> TASK
Extract, character for character, the lines of the entries below, beginning with the line that contains "Would you mind tagging the caver" and continuing through the last line of the entries, both ends included.

> GIVEN DATA
Begin

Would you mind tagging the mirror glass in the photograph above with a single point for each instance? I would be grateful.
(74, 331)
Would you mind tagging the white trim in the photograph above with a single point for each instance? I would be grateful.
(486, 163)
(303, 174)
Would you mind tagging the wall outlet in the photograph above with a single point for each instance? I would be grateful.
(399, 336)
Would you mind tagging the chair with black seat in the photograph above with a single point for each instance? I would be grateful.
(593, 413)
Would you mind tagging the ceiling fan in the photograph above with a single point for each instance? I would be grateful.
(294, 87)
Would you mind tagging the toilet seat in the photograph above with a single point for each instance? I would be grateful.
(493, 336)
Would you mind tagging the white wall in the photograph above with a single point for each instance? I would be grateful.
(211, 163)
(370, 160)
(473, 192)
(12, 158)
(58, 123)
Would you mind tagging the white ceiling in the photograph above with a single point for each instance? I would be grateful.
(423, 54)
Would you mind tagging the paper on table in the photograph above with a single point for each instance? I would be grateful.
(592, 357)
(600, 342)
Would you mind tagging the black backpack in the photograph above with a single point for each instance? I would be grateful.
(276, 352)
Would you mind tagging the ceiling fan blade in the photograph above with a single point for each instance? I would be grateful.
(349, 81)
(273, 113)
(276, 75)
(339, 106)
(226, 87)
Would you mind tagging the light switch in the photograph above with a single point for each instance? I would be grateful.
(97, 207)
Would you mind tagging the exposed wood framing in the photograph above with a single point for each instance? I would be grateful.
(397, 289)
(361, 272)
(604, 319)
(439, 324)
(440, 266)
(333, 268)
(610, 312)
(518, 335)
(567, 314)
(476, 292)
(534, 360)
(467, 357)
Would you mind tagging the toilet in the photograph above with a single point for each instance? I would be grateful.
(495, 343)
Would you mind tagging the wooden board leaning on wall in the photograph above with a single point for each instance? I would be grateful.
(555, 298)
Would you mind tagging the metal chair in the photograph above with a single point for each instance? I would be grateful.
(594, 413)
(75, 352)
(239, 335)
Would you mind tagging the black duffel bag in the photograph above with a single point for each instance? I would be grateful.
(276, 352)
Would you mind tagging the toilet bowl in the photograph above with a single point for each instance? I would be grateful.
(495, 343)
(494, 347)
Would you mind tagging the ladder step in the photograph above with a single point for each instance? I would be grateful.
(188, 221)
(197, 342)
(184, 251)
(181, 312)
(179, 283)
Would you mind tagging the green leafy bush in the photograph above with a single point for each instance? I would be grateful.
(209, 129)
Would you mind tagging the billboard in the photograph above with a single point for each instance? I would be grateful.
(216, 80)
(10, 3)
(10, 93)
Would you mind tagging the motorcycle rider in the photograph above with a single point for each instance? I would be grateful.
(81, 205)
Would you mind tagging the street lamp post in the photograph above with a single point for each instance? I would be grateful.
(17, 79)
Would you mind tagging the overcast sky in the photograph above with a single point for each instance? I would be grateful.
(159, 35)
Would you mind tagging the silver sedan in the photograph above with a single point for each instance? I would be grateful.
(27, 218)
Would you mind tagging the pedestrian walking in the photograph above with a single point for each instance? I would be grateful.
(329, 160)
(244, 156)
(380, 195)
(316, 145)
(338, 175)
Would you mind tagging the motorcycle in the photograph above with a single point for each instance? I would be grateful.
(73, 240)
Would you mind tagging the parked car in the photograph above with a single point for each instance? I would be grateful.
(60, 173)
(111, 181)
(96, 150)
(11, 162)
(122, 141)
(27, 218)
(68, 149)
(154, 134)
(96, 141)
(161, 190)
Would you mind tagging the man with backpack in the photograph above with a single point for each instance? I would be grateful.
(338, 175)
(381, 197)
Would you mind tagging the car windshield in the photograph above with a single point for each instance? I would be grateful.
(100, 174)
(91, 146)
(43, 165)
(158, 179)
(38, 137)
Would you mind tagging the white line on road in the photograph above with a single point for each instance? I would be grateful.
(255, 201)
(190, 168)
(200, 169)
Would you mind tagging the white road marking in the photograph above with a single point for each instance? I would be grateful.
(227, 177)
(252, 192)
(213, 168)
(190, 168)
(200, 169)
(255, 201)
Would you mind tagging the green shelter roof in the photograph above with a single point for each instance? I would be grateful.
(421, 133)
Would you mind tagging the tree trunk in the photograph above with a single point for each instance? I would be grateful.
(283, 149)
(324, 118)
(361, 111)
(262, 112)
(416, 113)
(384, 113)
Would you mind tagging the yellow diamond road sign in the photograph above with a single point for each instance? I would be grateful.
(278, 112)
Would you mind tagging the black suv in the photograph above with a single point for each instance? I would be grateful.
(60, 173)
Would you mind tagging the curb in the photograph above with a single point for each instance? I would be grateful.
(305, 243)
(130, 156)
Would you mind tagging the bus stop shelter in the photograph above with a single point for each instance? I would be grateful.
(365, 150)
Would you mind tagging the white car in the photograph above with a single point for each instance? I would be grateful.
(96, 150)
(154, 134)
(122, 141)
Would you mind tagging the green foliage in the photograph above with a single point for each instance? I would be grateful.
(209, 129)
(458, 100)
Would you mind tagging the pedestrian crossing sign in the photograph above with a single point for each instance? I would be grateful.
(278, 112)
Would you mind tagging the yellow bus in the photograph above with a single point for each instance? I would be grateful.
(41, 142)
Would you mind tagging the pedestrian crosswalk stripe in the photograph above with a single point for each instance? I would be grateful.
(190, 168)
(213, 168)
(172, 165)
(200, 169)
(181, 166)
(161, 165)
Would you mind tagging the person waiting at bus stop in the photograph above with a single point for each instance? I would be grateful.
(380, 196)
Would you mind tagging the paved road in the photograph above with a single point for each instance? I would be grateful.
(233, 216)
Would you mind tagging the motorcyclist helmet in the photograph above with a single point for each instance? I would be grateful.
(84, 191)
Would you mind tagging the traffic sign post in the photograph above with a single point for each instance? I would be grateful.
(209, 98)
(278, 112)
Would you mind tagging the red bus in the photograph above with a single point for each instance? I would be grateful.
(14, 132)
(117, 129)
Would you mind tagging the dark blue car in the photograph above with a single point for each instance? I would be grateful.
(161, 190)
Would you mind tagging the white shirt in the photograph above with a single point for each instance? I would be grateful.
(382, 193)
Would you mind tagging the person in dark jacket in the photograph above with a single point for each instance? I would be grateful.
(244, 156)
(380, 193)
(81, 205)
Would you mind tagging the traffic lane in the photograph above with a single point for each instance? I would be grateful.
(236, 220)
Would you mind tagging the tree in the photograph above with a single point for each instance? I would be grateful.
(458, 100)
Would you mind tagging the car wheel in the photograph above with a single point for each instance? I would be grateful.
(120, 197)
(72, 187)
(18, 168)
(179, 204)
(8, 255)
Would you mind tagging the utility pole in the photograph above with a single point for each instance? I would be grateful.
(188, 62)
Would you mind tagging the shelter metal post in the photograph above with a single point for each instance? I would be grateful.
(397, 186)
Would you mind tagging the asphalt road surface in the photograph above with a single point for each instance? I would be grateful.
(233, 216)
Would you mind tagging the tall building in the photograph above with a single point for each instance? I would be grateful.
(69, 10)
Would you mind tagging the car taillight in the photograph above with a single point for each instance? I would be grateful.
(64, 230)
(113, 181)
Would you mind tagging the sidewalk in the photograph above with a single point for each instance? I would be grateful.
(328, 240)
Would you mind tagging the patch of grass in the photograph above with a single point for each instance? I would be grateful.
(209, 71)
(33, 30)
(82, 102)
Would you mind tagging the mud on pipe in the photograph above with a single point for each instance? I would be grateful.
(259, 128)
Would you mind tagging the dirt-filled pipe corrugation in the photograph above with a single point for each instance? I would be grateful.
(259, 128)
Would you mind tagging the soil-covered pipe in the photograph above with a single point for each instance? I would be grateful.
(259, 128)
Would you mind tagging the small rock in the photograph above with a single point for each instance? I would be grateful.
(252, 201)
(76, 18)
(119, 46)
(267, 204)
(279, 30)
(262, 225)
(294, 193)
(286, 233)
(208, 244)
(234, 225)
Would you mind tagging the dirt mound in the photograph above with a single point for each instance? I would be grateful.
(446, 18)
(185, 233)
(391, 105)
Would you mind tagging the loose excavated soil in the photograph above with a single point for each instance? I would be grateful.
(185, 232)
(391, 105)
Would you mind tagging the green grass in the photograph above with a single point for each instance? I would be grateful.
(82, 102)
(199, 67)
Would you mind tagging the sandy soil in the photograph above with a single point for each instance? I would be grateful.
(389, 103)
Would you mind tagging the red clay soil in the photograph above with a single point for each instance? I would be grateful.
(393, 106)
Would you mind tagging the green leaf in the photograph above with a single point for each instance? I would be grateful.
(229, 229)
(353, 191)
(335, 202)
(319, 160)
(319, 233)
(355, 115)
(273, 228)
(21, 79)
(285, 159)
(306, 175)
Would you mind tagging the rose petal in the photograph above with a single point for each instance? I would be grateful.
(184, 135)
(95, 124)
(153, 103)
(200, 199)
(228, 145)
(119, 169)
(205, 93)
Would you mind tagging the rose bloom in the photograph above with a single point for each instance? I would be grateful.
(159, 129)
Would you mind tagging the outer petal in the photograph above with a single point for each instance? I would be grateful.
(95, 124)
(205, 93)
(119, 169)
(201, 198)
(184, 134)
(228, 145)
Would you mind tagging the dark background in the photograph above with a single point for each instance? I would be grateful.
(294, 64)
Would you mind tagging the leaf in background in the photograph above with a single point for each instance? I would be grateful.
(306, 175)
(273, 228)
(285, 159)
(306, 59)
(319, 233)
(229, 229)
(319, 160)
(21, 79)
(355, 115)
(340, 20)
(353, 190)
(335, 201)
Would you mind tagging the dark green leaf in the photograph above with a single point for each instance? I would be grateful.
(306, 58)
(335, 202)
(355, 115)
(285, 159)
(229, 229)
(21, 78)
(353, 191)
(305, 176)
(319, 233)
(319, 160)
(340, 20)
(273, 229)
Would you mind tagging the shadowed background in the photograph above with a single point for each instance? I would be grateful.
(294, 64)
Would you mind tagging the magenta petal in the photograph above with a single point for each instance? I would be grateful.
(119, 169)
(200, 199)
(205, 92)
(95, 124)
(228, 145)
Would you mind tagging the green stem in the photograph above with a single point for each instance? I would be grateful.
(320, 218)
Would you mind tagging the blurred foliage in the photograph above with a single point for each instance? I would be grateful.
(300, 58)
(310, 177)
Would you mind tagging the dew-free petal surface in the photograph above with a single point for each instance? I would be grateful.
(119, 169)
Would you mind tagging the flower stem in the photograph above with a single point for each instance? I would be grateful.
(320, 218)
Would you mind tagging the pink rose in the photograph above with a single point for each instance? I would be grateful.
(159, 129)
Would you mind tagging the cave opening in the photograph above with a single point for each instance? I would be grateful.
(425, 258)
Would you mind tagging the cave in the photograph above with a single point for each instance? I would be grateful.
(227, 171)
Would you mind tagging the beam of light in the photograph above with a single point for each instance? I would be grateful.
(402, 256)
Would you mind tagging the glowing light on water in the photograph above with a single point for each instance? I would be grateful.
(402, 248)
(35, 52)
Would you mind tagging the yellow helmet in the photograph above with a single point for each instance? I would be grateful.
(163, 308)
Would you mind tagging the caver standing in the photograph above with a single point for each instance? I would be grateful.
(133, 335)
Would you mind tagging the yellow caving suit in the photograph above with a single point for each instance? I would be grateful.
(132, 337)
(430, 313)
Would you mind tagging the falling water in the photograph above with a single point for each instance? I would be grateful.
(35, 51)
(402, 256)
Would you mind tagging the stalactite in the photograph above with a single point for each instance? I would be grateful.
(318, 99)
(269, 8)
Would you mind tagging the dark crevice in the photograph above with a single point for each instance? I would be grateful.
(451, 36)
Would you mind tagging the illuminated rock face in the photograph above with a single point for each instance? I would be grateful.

End

> EXPECTED ANSWER
Would you mind tagging the caver standing in the photograph above with a single point for each instance? I would be grateful.
(133, 335)
Would you mind tagging the yellow caving suit in the photograph above with a single point for each instance? I would be grateful.
(132, 337)
(430, 313)
Would you mind tagging the falling water in the photograph above with a single point for each instance? I would be grateful.
(35, 51)
(402, 256)
Would you mind tagging the stalactite in the photograph above with a single point for each instance? I would be grateful.
(318, 99)
(269, 8)
Would you mind tagging the dark crevice in the photograph above with a single point for each instance? I would be grateful.
(451, 36)
Would you mind tagging the illuminated rock face in the photograph above with a single point for each instance? I would be grateful.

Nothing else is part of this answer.